Directive — In the material, from the line containing "If you would be so kind as to spot the distant" through the end, can you rewrite that part with "city buildings" changed to "apartment blocks" and everything else left as it is?

Records supplied —
↓
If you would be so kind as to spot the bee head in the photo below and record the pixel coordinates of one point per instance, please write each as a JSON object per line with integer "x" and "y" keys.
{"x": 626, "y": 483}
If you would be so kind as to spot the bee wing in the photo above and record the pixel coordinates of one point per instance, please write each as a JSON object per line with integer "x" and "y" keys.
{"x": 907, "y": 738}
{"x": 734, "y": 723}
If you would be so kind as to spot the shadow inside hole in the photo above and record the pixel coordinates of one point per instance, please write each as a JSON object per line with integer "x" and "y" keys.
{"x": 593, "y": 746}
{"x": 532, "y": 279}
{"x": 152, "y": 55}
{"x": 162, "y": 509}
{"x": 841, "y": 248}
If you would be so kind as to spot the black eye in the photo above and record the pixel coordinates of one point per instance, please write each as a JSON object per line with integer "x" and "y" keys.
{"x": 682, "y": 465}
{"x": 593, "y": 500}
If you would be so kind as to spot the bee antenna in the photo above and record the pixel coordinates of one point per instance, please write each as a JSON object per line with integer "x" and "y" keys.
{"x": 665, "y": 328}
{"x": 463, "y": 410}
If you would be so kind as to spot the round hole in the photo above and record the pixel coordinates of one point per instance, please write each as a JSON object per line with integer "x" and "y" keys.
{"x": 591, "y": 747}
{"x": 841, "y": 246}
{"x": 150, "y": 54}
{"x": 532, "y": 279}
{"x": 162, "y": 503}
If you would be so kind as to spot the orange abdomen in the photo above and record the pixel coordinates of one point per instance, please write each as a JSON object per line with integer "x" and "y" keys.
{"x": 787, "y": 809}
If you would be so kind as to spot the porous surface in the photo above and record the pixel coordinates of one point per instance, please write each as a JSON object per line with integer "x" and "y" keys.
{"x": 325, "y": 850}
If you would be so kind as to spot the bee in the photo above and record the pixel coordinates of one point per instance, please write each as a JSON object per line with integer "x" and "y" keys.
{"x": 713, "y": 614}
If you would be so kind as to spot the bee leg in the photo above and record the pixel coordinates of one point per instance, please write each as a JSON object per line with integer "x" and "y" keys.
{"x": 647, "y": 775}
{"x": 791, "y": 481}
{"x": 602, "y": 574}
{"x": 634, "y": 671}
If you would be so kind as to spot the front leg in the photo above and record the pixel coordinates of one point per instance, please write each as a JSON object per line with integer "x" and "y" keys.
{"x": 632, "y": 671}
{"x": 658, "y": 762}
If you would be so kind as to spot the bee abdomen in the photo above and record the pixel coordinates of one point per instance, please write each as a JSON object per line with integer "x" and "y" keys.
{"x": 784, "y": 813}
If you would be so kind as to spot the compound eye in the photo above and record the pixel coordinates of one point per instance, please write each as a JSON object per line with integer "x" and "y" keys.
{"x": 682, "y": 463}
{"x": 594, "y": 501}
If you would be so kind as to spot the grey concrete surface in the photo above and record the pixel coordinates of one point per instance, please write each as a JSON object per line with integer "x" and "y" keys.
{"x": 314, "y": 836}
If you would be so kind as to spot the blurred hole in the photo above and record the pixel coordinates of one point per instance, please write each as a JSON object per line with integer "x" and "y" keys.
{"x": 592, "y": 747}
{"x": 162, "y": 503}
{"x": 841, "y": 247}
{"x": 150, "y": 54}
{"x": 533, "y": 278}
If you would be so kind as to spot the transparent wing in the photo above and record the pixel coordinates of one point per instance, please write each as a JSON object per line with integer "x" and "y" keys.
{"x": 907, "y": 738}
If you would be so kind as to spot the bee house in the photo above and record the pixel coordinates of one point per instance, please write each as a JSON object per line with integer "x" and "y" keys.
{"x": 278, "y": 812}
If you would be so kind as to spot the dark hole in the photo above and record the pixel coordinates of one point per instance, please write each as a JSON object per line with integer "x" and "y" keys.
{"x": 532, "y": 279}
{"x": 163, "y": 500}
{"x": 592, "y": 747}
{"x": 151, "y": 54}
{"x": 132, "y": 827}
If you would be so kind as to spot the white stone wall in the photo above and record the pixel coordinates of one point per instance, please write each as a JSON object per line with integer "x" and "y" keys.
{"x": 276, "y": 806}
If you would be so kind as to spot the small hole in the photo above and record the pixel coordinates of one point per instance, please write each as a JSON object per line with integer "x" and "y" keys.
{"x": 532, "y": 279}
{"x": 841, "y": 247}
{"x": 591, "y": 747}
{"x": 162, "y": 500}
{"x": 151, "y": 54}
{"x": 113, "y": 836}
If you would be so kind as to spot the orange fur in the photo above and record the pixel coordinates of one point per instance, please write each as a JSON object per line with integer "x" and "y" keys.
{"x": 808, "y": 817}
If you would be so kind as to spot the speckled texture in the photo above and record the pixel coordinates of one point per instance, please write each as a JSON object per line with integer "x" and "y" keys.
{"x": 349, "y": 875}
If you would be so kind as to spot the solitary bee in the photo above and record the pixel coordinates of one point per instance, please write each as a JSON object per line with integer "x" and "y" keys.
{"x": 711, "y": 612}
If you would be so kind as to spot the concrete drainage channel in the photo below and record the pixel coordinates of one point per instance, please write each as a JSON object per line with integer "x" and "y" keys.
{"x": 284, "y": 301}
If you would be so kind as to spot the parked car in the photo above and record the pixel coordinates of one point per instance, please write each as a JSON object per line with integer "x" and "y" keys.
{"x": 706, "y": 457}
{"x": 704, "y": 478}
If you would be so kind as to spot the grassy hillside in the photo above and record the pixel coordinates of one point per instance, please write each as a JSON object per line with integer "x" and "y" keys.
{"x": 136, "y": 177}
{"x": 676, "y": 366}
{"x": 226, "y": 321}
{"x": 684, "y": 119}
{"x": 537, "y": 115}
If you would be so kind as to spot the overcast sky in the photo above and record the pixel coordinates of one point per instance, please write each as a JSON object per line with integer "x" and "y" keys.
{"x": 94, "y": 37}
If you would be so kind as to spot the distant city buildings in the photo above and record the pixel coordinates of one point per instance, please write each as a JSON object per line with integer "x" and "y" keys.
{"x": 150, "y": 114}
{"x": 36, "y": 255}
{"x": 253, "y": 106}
↑
Solution to this exercise —
If you would be so kind as to spot the distant apartment blocks in the photo above and record the pixel coordinates of one point per instance, please write each as a JSON object per line with integer "x" and "y" keys.
{"x": 150, "y": 114}
{"x": 36, "y": 255}
{"x": 253, "y": 106}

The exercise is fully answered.